Source document:
[Start of Attachment]

- In men with a clinical suspicion of prostate cancer, magnetic resonance imaging-targeted biopsy (MRI-TB) detects more clinically significant cancer and less clinically insignificant cancer and requires fewer biopsy cores compared with systematic biopsy.
- MRI-TB is an attractive alternative diagnostic strategy to systematic biopsy for the diagnosis of prostate cancer.
Why this matters
- MRI may be used to guide prostate biopsy cores to suspicious areas in the prostate.
- In men with raised prostate-specific antigen, the traditional systematic biopsy with 10–12-core transrectal ultrasound (TRUS)-guided biopsy has been challenged by evidence from systematic reviews and randomised controlled trials (RCTs).
- 76 studies (68 with a paired design and 8 RCTs) included 14,709 men, who met eligibility criteria, either received both MRI-TB and systematic biopsy or were randomly assigned to receive one of the tests.
- Funding: None disclosed.
- Pooled results of studies with paired-design showed that MRI-TB vs systematic biopsy detected more men with clinically significant cancer (detection ratio [DR], 1.16; 95% CI, 1.09-1.24) and fewer men with clinically insignificant cancer (DR, 0.66; 95% CI, 0.57-0.76; P<.0001 for both>
- MRI-TB plus TRUS biopsy detected men with clinically significant cancer vs systematic biopsy alone (5 RCTs; DR, 1.21; 95% CI, 0.94-1.57), but the difference was not significant (P=.14).
- MRI-TB plus TRUS biopsy vs TRUS biopsy alone did not differ in clinically insignificant cancer detection rates (4 RCTs; DR, 1.11, 95% CI, 0.49-2.51; P=.80).
- The proportion of cores positive for cancer was greater for MRI-TB vs systematic biopsy (relative risk [RR], 3.17; 95% CI, 2.82-3.56; P<.0001>
- Risk of bias.
- Substantial between-study variability.

[End of Attachment]

Source information:

[Start of Attachment]

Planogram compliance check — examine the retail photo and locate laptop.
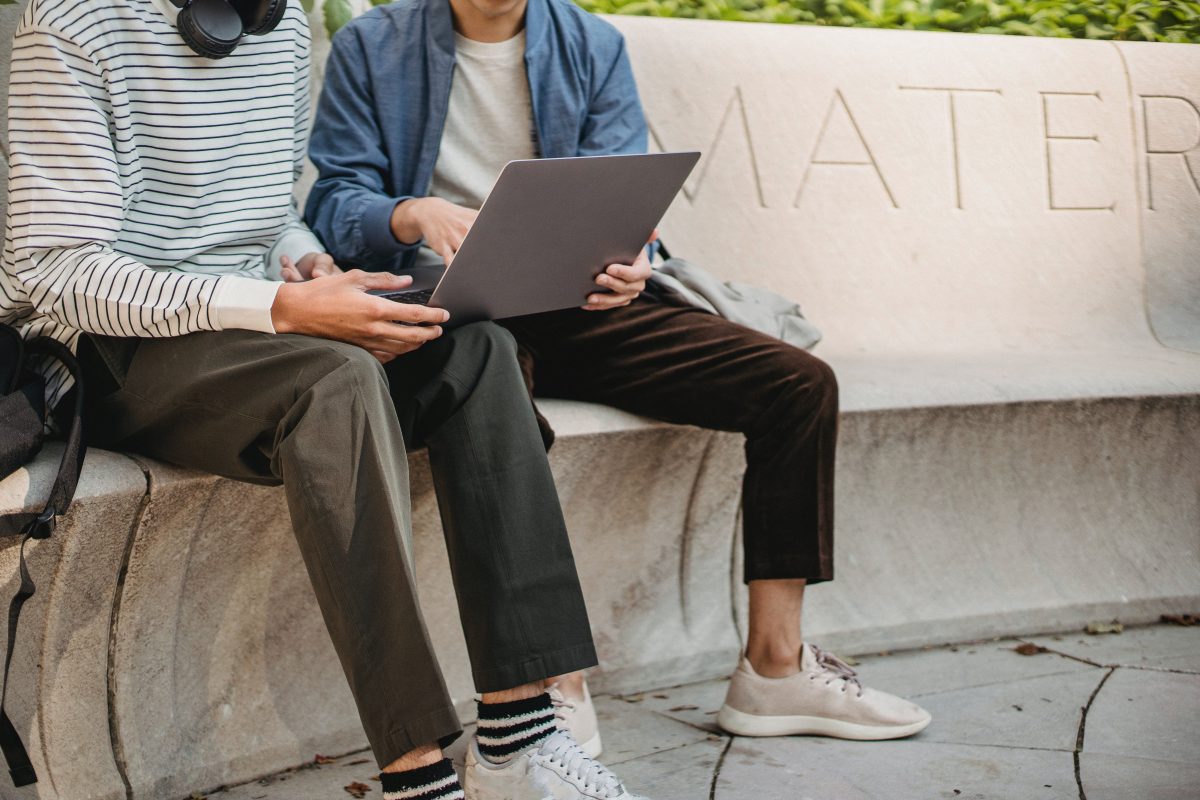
[372,152,700,325]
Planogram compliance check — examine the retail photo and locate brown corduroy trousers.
[502,296,838,583]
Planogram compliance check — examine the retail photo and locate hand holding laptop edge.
[369,152,700,325]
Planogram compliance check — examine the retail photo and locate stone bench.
[0,11,1200,800]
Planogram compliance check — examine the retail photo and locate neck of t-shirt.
[454,30,524,60]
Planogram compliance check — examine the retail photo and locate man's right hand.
[391,197,479,265]
[271,270,450,363]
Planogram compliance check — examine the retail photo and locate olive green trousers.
[79,323,596,765]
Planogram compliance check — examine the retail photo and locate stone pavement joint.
[1074,664,1117,800]
[201,625,1200,800]
[708,736,737,800]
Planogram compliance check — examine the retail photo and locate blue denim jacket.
[305,0,647,270]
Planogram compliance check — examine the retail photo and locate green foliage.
[576,0,1200,42]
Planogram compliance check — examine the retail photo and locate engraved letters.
[1141,95,1200,211]
[792,89,900,209]
[1038,91,1117,211]
[900,86,1004,209]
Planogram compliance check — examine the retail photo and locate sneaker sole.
[716,705,932,741]
[580,730,604,758]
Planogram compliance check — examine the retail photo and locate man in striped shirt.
[0,0,648,798]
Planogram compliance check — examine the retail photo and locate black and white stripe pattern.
[0,0,319,402]
[379,758,464,800]
[475,694,558,762]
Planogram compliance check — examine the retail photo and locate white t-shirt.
[430,31,538,209]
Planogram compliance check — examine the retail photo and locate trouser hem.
[372,705,462,769]
[742,557,833,584]
[472,642,600,692]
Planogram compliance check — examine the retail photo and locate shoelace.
[538,730,624,798]
[809,644,863,697]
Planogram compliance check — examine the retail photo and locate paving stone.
[1084,669,1200,762]
[618,680,730,733]
[920,669,1104,751]
[716,739,1079,800]
[1158,654,1200,674]
[1079,752,1200,800]
[1030,625,1200,669]
[604,736,724,800]
[205,752,383,800]
[596,697,712,765]
[840,639,1094,698]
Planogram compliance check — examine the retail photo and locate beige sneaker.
[716,644,932,739]
[546,681,604,758]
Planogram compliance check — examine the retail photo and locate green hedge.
[576,0,1200,42]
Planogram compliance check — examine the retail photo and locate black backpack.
[0,324,84,786]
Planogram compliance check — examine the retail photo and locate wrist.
[391,197,428,245]
[271,283,304,333]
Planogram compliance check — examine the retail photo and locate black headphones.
[170,0,288,59]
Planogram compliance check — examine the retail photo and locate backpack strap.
[0,337,84,786]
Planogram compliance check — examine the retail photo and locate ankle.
[475,692,558,764]
[746,642,803,678]
[383,745,443,774]
[379,758,463,800]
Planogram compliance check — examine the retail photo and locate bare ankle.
[746,643,800,678]
[481,680,546,704]
[546,672,586,700]
[383,745,443,772]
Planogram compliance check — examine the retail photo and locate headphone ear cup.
[233,0,288,36]
[175,0,242,59]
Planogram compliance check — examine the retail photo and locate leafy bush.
[576,0,1200,42]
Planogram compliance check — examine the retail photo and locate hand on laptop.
[280,253,342,283]
[583,248,650,311]
[271,270,450,363]
[391,197,479,266]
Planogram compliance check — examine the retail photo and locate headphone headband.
[172,0,288,59]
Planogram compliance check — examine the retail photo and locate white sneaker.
[546,681,604,758]
[716,644,931,740]
[462,730,648,800]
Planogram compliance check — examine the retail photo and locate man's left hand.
[583,247,650,311]
[280,253,342,283]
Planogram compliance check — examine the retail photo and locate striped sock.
[475,693,558,764]
[379,758,464,800]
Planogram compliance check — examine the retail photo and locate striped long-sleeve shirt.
[0,0,320,403]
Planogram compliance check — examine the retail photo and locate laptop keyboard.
[379,289,433,306]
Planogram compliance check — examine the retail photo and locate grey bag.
[650,258,821,350]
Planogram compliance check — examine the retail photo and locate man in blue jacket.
[306,0,930,777]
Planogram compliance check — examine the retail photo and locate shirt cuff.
[209,275,283,333]
[359,197,420,258]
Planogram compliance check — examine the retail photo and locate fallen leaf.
[342,781,371,798]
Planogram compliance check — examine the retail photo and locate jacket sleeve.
[5,24,277,337]
[578,34,648,156]
[305,25,419,267]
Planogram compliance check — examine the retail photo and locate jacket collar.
[427,0,548,58]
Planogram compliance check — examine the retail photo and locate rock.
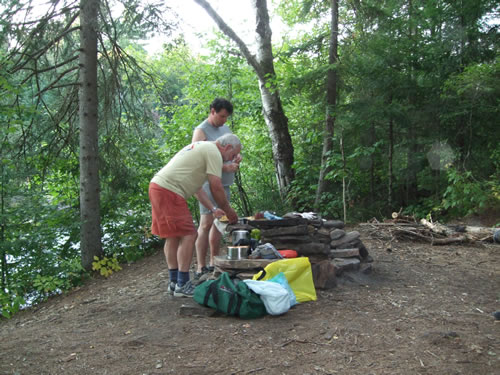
[330,231,359,249]
[272,241,330,256]
[329,229,345,240]
[331,258,361,275]
[260,225,309,238]
[359,241,373,262]
[313,227,333,239]
[493,229,500,243]
[311,260,337,289]
[334,238,363,249]
[330,247,359,258]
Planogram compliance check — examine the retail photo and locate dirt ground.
[0,227,500,375]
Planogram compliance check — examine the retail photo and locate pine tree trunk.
[194,0,295,200]
[314,0,339,210]
[79,0,102,270]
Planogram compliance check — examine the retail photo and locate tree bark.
[314,0,339,210]
[79,0,102,270]
[190,0,295,197]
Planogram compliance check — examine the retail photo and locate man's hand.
[214,208,226,219]
[222,163,240,173]
[226,207,238,224]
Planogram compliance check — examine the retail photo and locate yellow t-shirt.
[151,141,222,199]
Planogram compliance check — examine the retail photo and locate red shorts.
[149,182,196,238]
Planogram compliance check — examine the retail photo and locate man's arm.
[194,187,226,218]
[206,174,238,224]
[191,129,207,143]
[222,154,241,173]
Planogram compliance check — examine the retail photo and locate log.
[330,229,345,240]
[247,218,308,229]
[260,225,309,238]
[316,227,331,236]
[329,247,360,258]
[420,219,495,244]
[272,242,330,256]
[261,236,313,248]
[330,230,360,249]
[323,220,345,229]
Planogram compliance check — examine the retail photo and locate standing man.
[149,134,241,297]
[192,98,241,278]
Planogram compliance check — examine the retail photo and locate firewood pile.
[227,213,373,289]
[361,212,498,245]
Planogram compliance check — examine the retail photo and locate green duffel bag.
[193,272,267,319]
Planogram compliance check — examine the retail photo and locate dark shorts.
[149,182,196,238]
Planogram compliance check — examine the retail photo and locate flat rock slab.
[332,258,361,274]
[330,248,359,258]
[214,255,279,270]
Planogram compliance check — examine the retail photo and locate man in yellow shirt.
[149,134,241,297]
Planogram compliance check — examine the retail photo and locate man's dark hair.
[210,98,233,115]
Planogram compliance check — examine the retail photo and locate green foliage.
[0,289,26,318]
[441,167,500,216]
[92,257,122,277]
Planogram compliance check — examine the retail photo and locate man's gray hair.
[215,133,242,148]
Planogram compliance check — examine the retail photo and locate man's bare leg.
[163,237,180,270]
[195,214,214,272]
[177,233,198,272]
[209,225,222,267]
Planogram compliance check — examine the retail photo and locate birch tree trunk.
[79,0,102,270]
[190,0,295,197]
[314,0,339,210]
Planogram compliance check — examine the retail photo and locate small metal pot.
[227,246,249,260]
[231,230,250,245]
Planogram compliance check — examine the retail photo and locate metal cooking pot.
[227,246,249,260]
[231,230,250,245]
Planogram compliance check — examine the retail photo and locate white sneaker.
[174,280,195,297]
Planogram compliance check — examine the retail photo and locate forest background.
[0,0,500,317]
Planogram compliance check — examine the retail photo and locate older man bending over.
[149,134,241,297]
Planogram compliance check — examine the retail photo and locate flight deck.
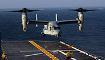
[2,40,101,60]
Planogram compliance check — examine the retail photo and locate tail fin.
[36,14,38,27]
[56,14,58,21]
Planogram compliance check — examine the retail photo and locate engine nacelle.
[22,12,27,32]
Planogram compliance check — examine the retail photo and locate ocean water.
[0,9,105,57]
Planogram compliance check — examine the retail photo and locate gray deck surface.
[2,41,98,60]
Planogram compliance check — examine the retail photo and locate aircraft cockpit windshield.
[54,27,60,30]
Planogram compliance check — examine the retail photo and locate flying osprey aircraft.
[6,8,94,37]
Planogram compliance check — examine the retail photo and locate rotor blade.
[70,8,95,12]
[7,8,40,12]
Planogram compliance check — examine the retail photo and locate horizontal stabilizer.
[58,20,78,24]
[27,20,48,24]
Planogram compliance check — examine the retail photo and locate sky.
[0,0,105,8]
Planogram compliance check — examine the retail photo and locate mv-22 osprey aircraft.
[7,8,94,37]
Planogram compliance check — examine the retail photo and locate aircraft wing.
[58,20,78,24]
[28,20,48,24]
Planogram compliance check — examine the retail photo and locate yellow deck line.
[29,41,59,60]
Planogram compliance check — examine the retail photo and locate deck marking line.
[29,41,59,60]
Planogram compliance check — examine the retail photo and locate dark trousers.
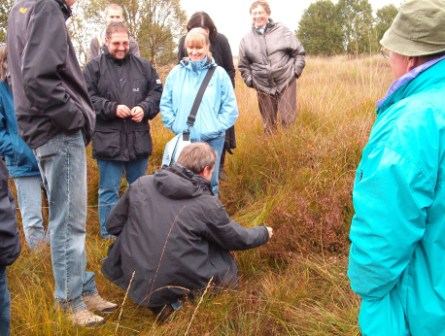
[257,78,297,134]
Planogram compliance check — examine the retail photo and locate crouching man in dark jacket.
[102,142,272,320]
[0,159,20,335]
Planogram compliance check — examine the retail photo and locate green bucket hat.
[380,0,445,56]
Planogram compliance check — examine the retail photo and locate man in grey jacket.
[8,0,116,325]
[102,142,272,316]
[238,1,305,134]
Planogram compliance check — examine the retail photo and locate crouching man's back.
[102,143,272,312]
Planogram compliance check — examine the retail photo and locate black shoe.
[218,167,227,181]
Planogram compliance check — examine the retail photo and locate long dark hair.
[187,12,218,42]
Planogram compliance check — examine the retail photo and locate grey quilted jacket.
[238,19,305,95]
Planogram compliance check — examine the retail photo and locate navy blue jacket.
[0,159,20,266]
[84,51,162,161]
[0,81,40,177]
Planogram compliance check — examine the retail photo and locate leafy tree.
[0,0,14,42]
[375,5,398,41]
[337,0,378,55]
[297,0,343,55]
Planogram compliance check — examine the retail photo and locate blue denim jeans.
[97,158,148,238]
[13,175,45,249]
[206,134,226,197]
[0,266,11,336]
[34,131,97,310]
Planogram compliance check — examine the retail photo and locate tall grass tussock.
[8,56,392,336]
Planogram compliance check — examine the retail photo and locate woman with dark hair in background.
[178,12,236,180]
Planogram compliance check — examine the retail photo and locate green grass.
[8,57,391,336]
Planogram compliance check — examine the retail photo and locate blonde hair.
[104,4,124,17]
[176,142,216,174]
[249,1,271,15]
[184,27,212,58]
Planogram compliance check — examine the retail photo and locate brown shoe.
[68,308,105,327]
[82,293,117,313]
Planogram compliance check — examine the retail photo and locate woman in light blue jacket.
[160,28,238,195]
[348,0,445,336]
[0,46,44,249]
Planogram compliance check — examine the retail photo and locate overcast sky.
[181,0,402,55]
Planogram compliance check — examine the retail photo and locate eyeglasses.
[380,48,391,59]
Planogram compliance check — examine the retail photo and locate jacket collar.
[252,18,276,35]
[154,164,213,199]
[180,57,216,72]
[54,0,72,21]
[376,56,445,115]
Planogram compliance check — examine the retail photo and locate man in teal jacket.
[348,0,445,336]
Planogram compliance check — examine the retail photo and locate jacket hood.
[154,164,213,199]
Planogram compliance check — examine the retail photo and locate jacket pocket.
[133,128,152,158]
[93,130,121,159]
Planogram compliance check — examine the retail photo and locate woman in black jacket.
[178,12,236,180]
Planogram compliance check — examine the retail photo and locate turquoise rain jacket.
[160,57,238,141]
[348,60,445,336]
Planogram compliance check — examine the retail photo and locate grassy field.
[8,56,392,336]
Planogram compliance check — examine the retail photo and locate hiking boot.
[82,293,117,313]
[68,308,105,327]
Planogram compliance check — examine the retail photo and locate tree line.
[296,0,398,56]
[0,0,397,66]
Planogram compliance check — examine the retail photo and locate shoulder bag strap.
[187,66,216,127]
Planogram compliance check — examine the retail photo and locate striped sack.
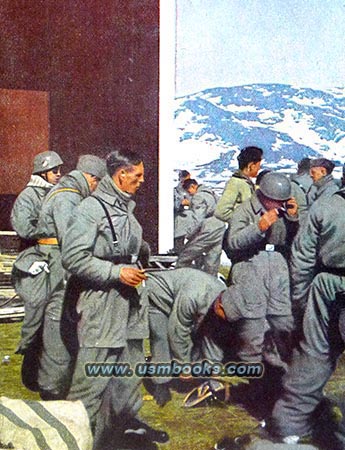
[0,397,92,450]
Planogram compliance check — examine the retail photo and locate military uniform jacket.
[37,170,90,243]
[187,184,222,239]
[146,268,226,362]
[291,173,316,223]
[290,189,345,309]
[227,194,298,263]
[222,194,298,321]
[11,175,53,240]
[62,175,148,348]
[312,174,339,203]
[214,171,255,222]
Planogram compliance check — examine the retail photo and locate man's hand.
[120,267,147,286]
[258,209,278,233]
[286,197,298,217]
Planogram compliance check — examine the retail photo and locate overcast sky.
[175,0,345,96]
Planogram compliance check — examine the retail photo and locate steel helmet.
[32,151,63,174]
[260,172,291,201]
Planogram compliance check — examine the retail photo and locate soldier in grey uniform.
[62,151,161,449]
[226,172,298,359]
[11,151,63,389]
[11,151,63,240]
[309,158,339,204]
[176,179,225,276]
[272,189,345,449]
[145,267,226,406]
[28,155,106,400]
[290,158,317,226]
[174,170,191,254]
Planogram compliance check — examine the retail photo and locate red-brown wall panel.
[0,0,159,250]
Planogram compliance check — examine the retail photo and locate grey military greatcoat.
[62,175,148,441]
[176,185,225,275]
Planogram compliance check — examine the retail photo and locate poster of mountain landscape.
[171,0,345,190]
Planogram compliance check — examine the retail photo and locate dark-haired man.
[310,158,339,203]
[13,155,106,400]
[62,151,163,450]
[174,170,191,254]
[214,147,263,222]
[176,179,225,276]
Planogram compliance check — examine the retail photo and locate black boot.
[124,417,169,444]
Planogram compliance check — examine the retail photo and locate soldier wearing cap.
[309,158,339,204]
[11,151,63,240]
[176,179,225,276]
[14,155,106,400]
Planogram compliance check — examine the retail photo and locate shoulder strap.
[47,188,81,200]
[92,195,119,245]
[335,191,345,200]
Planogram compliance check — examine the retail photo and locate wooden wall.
[0,0,159,251]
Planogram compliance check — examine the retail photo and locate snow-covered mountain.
[174,84,345,186]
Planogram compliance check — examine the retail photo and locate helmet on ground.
[32,151,63,174]
[260,172,291,201]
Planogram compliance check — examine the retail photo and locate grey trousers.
[67,342,143,450]
[272,273,345,438]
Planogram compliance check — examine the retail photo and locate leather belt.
[37,238,59,245]
[110,255,138,264]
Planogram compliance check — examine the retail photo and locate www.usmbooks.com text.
[85,360,264,378]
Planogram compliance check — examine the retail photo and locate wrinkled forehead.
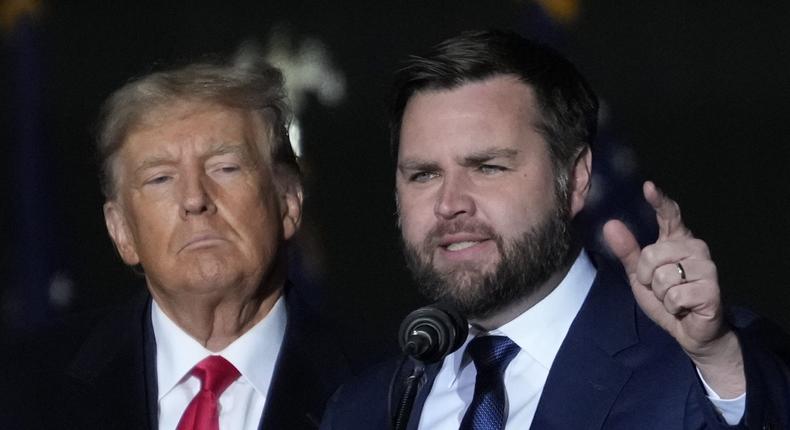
[121,99,273,162]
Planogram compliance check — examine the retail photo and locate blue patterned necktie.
[459,336,521,430]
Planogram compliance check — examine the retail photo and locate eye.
[211,164,241,175]
[477,164,507,175]
[409,171,439,183]
[145,175,173,185]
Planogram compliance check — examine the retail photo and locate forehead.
[398,75,542,158]
[120,101,269,158]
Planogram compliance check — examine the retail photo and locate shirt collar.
[151,297,287,400]
[453,250,596,383]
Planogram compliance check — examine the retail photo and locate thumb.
[603,219,642,275]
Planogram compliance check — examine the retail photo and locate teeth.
[447,241,479,251]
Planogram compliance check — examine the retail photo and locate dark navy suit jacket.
[5,288,350,430]
[321,263,790,430]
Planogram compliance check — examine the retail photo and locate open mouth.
[444,240,480,252]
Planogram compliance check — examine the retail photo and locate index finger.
[642,181,691,240]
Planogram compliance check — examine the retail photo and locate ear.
[280,184,304,240]
[570,146,592,217]
[104,201,140,266]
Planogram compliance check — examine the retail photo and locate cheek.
[398,201,434,243]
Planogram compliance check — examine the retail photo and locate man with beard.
[323,31,790,430]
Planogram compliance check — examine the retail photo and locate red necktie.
[176,355,240,430]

[End of Attachment]

Return the full summary on MRI-targeted prostate biopsy word for word. The records play no part in what comes next.

Answer to this task:
- In men with a clinical suspicion of prostate cancer, magnetic resonance imaging-targeted biopsy (MRI-TB) detects more clinically significant cancer and less clinically insignificant cancer and requires fewer biopsy cores compared with systematic biopsy.
- MRI-TB is an attractive alternative diagnostic strategy to systematic biopsy for the diagnosis of prostate cancer.
Why this matters
- MRI may be used to guide prostate biopsy cores to suspicious areas in the prostate.
- In men with raised prostate-specific antigen, the traditional systematic biopsy with 10–12-core transrectal ultrasound (TRUS)-guided biopsy has been challenged by evidence from systematic reviews and randomised controlled trials (RCTs).
- 76 studies (68 with a paired design and 8 RCTs) included 14,709 men, who met eligibility criteria, either received both MRI-TB and systematic biopsy or were randomly assigned to receive one of the tests.
- Funding: None disclosed.
- Pooled results of studies with paired-design showed that MRI-TB vs systematic biopsy detected more men with clinically significant cancer (detection ratio [DR], 1.16; 95% CI, 1.09-1.24) and fewer men with clinically insignificant cancer (DR, 0.66; 95% CI, 0.57-0.76; P<.0001 for both>
- MRI-TB plus TRUS biopsy detected men with clinically significant cancer vs systematic biopsy alone (5 RCTs; DR, 1.21; 95% CI, 0.94-1.57), but the difference was not significant (P=.14).
- MRI-TB plus TRUS biopsy vs TRUS biopsy alone did not differ in clinically insignificant cancer detection rates (4 RCTs; DR, 1.11, 95% CI, 0.49-2.51; P=.80).
- The proportion of cores positive for cancer was greater for MRI-TB vs systematic biopsy (relative risk [RR], 3.17; 95% CI, 2.82-3.56; P<.0001>
- Risk of bias.
- Substantial between-study variability.